- _Text provided_
= Beginning of Section =

Hi Palmetto. I saw one for 160k off of North Florida in a slum neighborhood (below Fowler). It was a tiny, tiny cement block thing (maybe 500-600 sq. ft.) with two micro bedrooms and a carport. There was no grass in the tiny yard. It sold immediately. That was two years ago.
Howdy, Incredulous. I’ve seen some real choice properties driving through the Howard/Armenia West Tampa area. My faves are the caved-in frame properties advertised as “bungalows”. ROTFLMAO!
“Bungalow” seems to cover all bases here (a more accurate term would be “bunk-alow,” or possibly “bung-A-hole”). Have you seen the West Tampa particleboard “luxury” condo/townhouse/retail thing going up on Cypress between North Boulevard and North Newport, or thereabouts? In a ramshackle industrial wasteland, where almost ALL the little houses are dilapidated and most of the industrial buildings are aluminum? I’m sure there are lots of up-and-coming local bigwigs itching to live and shop (or should I say shoppe?) there, where crack deals are the only other things happening, and nearly everyone is on public assistance. If the builders put in the obligatory retention pond or drainage ditch to breed misquitos, they can market their stroke-of-genius as “luxury waterfront living.” The alternative real estate code phrase is “urban living,” which in Tampa means, living in an industrial slum area that nobody in his right mind and not on welfare would have dreamed of living anywhere near five years ago.
Hey i lived in a concrete bungalow (much better shape then that ugly one) in Charleston the early90’s, 600 sq ft 2bdrm. LR and Kitchen…small but efficient…you learn to live with whats important…since there was literally no available storage facilities in Charleston…most had waiting lists due to the huge military presence…
one big propane space heater and an 8000 btu window AC cooled the place in the summer.
But the rent was $165 a month and i was making $250 a week…and was living with my GF.
“Bungalow” seems to cover all bases here (a more accurate term would be “bunk-alow,” or possibly “bung-A-hole”).
You just made my day. That nails it, Incredulous.
We have shacks here in Palm Beach County that were $125k to $200k at the peak. Even now, they will set you back around $100k. I might take one only if it was free. If the neighboorhood was safe, id pay $50/foot so a 600 sf shack is worth $30k.
I think it actually IS a chicken coop. Hucksters were trying to sell sheds and shacks like this in Marin County (Calif.) for hundreds of thousands of dollars only a year or so ago. Florida is always behind the times.
Chicken coop? Incredulous, that is a house fit for a king. The king of tramps.
My cat is a king, and he wouldn’t touch it, but then he grew up in south Tampa, and is used to the upper crust lifestyle.
upper crust = upper-crust. I left out the hyphen for the adjective.
Thanks for that clarification. I was thinking you added “upper” to crust lifestyle to distinguish it from the crust lifestyles that existed on lower floors of the building.;)

= End of Section =

- _Record excerpts_
= Beginning of Section =

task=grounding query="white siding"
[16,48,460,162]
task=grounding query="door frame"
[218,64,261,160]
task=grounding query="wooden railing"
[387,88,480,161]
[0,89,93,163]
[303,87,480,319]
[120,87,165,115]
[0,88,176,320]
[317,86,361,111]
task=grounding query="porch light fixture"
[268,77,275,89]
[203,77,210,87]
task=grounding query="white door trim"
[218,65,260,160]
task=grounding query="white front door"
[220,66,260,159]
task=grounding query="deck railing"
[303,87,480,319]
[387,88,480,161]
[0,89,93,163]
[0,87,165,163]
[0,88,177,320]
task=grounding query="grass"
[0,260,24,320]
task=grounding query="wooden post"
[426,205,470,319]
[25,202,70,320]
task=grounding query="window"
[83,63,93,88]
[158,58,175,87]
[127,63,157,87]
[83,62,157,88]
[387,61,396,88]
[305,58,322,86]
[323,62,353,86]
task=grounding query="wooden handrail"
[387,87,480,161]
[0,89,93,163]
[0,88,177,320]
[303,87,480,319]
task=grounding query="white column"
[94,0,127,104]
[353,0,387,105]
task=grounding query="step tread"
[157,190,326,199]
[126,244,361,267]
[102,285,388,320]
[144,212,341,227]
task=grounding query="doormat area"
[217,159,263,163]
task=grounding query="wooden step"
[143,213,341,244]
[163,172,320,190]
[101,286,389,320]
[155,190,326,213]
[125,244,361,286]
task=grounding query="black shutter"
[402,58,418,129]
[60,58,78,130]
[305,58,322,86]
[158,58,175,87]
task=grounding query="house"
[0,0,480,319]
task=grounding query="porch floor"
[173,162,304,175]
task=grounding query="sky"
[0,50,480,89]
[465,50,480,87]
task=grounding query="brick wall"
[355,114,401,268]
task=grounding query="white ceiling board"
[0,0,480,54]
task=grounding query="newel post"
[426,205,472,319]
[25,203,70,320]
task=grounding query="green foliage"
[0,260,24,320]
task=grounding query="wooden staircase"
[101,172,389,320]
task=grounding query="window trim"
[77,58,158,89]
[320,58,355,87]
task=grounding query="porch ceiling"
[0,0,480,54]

= End of Section =

- _Work request 1_
In the comment thread, how much was the monthly rent for the concrete bungalow in Charleston?
- _Work request 2_
Print the part of the comment thread starting with "upper crust = upper-crust." and going on through "of the building.;)".
- _Work request 3_
According to the comment thread, why were storage facilities unavailable in Charleston in the early '90s?

- _Task answer 1_
$165 a month.

- _Task answer 2_
upper crust = upper-crust. I left out the hyphen for the adjective.
Thanks for that clarification. I was thinking you added “upper” to crust lifestyle to distinguish it from the crust lifestyles that existed on lower floors of the building.;)

- _Task answer 3_
Most storage facilities in Charleston had waiting lists because of the huge military presence there.